>>

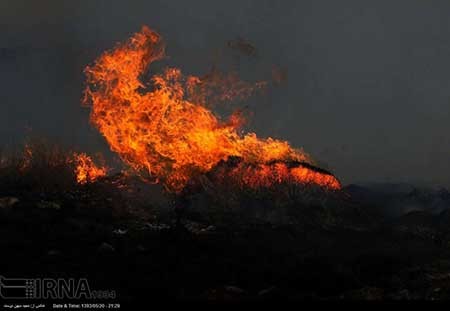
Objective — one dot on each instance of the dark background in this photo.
(368, 84)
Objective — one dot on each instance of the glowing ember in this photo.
(168, 134)
(86, 171)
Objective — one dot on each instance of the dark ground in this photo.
(340, 249)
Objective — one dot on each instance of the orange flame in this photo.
(164, 132)
(86, 171)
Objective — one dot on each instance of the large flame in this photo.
(166, 133)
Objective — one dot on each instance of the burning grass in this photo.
(44, 167)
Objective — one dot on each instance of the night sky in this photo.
(367, 93)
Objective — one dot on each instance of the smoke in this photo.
(374, 76)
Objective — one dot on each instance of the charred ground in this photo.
(280, 243)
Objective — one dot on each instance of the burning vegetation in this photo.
(86, 171)
(166, 132)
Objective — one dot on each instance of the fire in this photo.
(166, 132)
(86, 171)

<<

▶ **Instructions to follow**: In the listing above, the line with "Objective — one dot on each instance of the charred" and every line after it must be set down word for word, and no other line.

▶ **Reply to the exercise**:
Objective — one dot on each instance of the charred ground in this photo.
(280, 243)
Objective — one dot on each instance of the burning vegetation in this photo.
(86, 171)
(166, 132)
Objective — one dot on each instance of the fire in this photo.
(166, 132)
(86, 171)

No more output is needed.